Task input.
>> BEGIN

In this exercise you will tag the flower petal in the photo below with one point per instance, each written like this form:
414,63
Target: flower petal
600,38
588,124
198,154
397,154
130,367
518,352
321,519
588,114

>> END

Work required. Reproduce every line of the records above verbatim.

In response.
In this exercise you will tag the flower petal in the photo below with one point per instance, each written like this form:
414,63
Target: flower petal
600,38
588,124
198,154
397,154
130,367
518,352
321,519
588,114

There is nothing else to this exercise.